● DOCUMENT
========================
[PATCH] Add mul_hi implementation

Everything except long/ulong is handled by just casting to the next larger type,
doing the math and then shifting/casting the result.

For 64-bit types, we break the high/low parts of each operand apart, and do
a FOIL-based multiplication. The algorithm was originally from StackOverflow
and modified for CL-based purposes and extended to handle ulong.

If we have concerns about the source, we can use the POCL implementation
instead since I believe that also has a compatible license declaration.

Just a note on this one:
I've tested char/uchar/short/ushort types on R600 (Cedar)
successfully, but the int/uint/long/ulong versions fail. I am 99%
sure that the failures are due to deficiencies in the R600 back-end
(i.e. handling long arithmetic correctly), and not in the code (which
I've tested compiled C versions of).

--Aaron

Everything except long/ulong is handled by just casting to the next larger type,
doing the math and then shifting/casting the result.
========================
● TASKS TO PERFORM
[1] In the mul_hi patch, on which hardware were the char, uchar, short, and ushort types tested successfully?
[2] Reproduce the part of the mul_hi patch between "Just a note" and "C versions of).", inclusive.

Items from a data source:
========================
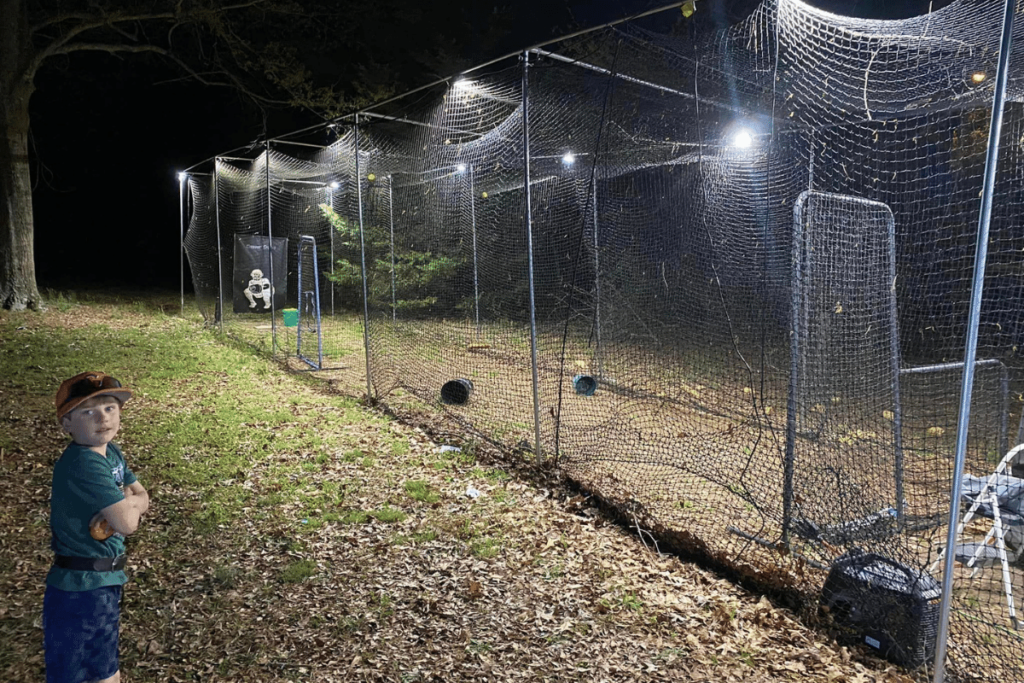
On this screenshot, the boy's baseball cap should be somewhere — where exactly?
[56,373,131,420]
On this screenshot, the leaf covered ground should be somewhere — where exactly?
[0,297,913,683]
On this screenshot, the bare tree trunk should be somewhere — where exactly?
[0,95,42,310]
[0,0,43,309]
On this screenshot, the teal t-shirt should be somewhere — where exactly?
[46,442,136,592]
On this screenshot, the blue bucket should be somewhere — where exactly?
[572,375,597,396]
[441,379,473,405]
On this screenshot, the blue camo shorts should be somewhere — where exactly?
========================
● TASK RESPONSES
[1] R600 (Cedar)

[2]
Just a note on this one:
I've tested char/uchar/short/ushort types on R600 (Cedar)
successfully, but the int/uint/long/ulong versions fail. I am 99%
sure that the failures are due to deficiencies in the R600 back-end
(i.e. handling long arithmetic correctly), and not in the code (which
I've tested compiled C versions of).